START Dataset extract

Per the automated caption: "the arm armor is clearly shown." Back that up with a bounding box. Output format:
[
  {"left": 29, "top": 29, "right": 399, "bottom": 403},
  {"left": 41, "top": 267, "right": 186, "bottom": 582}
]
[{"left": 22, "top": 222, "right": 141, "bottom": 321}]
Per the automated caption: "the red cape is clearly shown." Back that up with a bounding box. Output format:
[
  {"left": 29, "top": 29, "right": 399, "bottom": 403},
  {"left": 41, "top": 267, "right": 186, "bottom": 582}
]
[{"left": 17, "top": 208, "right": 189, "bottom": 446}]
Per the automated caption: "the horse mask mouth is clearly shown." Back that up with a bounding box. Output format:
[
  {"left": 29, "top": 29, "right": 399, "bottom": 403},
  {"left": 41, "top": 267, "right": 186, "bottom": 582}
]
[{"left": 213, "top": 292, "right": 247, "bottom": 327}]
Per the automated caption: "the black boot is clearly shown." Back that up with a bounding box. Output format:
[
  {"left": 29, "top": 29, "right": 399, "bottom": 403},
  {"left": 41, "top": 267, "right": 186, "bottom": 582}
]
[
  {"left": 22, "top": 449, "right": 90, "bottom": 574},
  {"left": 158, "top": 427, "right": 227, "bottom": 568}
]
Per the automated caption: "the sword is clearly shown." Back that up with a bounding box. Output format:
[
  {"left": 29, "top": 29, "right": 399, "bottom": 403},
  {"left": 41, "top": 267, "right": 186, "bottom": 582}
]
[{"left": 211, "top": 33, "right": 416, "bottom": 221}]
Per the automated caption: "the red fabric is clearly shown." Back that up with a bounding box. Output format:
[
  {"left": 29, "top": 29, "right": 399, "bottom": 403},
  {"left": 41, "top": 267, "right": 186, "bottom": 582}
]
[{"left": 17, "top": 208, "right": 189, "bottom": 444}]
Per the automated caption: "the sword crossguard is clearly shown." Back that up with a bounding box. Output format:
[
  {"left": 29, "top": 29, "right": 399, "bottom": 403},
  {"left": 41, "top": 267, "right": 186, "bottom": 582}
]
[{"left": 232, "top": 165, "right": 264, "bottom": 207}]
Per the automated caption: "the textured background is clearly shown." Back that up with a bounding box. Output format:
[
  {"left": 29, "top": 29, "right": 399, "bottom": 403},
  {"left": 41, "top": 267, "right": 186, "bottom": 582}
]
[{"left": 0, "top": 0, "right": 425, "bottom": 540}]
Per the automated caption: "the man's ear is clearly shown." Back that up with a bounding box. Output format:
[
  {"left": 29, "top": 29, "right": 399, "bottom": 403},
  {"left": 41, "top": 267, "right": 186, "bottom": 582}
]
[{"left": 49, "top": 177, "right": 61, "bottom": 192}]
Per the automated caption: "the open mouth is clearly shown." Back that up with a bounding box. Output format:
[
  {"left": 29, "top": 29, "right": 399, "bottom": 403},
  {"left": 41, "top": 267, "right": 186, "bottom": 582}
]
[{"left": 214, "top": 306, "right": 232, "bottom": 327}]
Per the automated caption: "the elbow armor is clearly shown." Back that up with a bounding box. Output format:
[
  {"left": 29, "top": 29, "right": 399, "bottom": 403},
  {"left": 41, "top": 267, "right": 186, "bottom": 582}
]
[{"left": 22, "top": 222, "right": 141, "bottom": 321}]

END Dataset extract

Edit the entries above so that "automated caption" becomes "generated caption" in each one, and leave every other character unchanged.

- _Result of this exercise_
Per the generated caption: "the arm armor is clearly shown." Back that up with a bounding box. Output format:
[
  {"left": 29, "top": 29, "right": 399, "bottom": 403},
  {"left": 41, "top": 267, "right": 186, "bottom": 582}
]
[{"left": 22, "top": 222, "right": 141, "bottom": 321}]
Per the generated caption: "the red cape is clearly shown." Back that up with a bounding box. Output format:
[
  {"left": 29, "top": 29, "right": 399, "bottom": 403},
  {"left": 41, "top": 267, "right": 186, "bottom": 582}
]
[{"left": 17, "top": 208, "right": 189, "bottom": 446}]
Per the generated caption: "the horse mask mouth is clearly shown." Back that up with a bounding box. Output format:
[
  {"left": 29, "top": 29, "right": 399, "bottom": 403},
  {"left": 41, "top": 267, "right": 186, "bottom": 582}
]
[{"left": 213, "top": 292, "right": 247, "bottom": 327}]
Per the generated caption: "the black boot is clearly shown." Back that up with a bounding box. Output format:
[
  {"left": 29, "top": 29, "right": 399, "bottom": 403},
  {"left": 41, "top": 267, "right": 186, "bottom": 582}
]
[
  {"left": 22, "top": 449, "right": 90, "bottom": 574},
  {"left": 158, "top": 427, "right": 227, "bottom": 568}
]
Per the generated caption: "the sword is clearly shown." Back that up with a bounding box. Output format:
[
  {"left": 29, "top": 29, "right": 399, "bottom": 403},
  {"left": 41, "top": 267, "right": 186, "bottom": 582}
]
[{"left": 211, "top": 33, "right": 416, "bottom": 221}]
Per the generated caption: "the red fabric is clearly shown." Back that up with a bounding box. Output format:
[
  {"left": 29, "top": 29, "right": 399, "bottom": 403},
  {"left": 41, "top": 267, "right": 186, "bottom": 582}
]
[{"left": 17, "top": 208, "right": 189, "bottom": 444}]
Per the generated caption: "the sword crossguard is clearly shown." Back that up with a bounding box. Output format:
[
  {"left": 29, "top": 29, "right": 399, "bottom": 403},
  {"left": 41, "top": 267, "right": 186, "bottom": 582}
]
[{"left": 232, "top": 165, "right": 264, "bottom": 207}]
Per the generated caption: "the textured background is clearly shown." Back that up with a bounding box. Output format:
[
  {"left": 29, "top": 29, "right": 399, "bottom": 403},
  {"left": 41, "top": 267, "right": 186, "bottom": 582}
]
[{"left": 0, "top": 0, "right": 425, "bottom": 540}]
Per the generated caption: "the man's ear is clearly shown." Back that up with a bounding box. Output format:
[
  {"left": 29, "top": 29, "right": 399, "bottom": 403},
  {"left": 41, "top": 267, "right": 186, "bottom": 582}
]
[{"left": 49, "top": 177, "right": 61, "bottom": 192}]
Per the generated caption: "the open mouth is clearly shown." Back that up with a bounding box. Output format:
[
  {"left": 29, "top": 29, "right": 399, "bottom": 403},
  {"left": 41, "top": 267, "right": 186, "bottom": 582}
]
[{"left": 214, "top": 306, "right": 232, "bottom": 327}]
Per the generated caption: "the elbow armor is clearly shown." Back that up with a bounding box. Output format:
[
  {"left": 29, "top": 29, "right": 399, "bottom": 403},
  {"left": 41, "top": 267, "right": 186, "bottom": 582}
]
[{"left": 22, "top": 222, "right": 141, "bottom": 321}]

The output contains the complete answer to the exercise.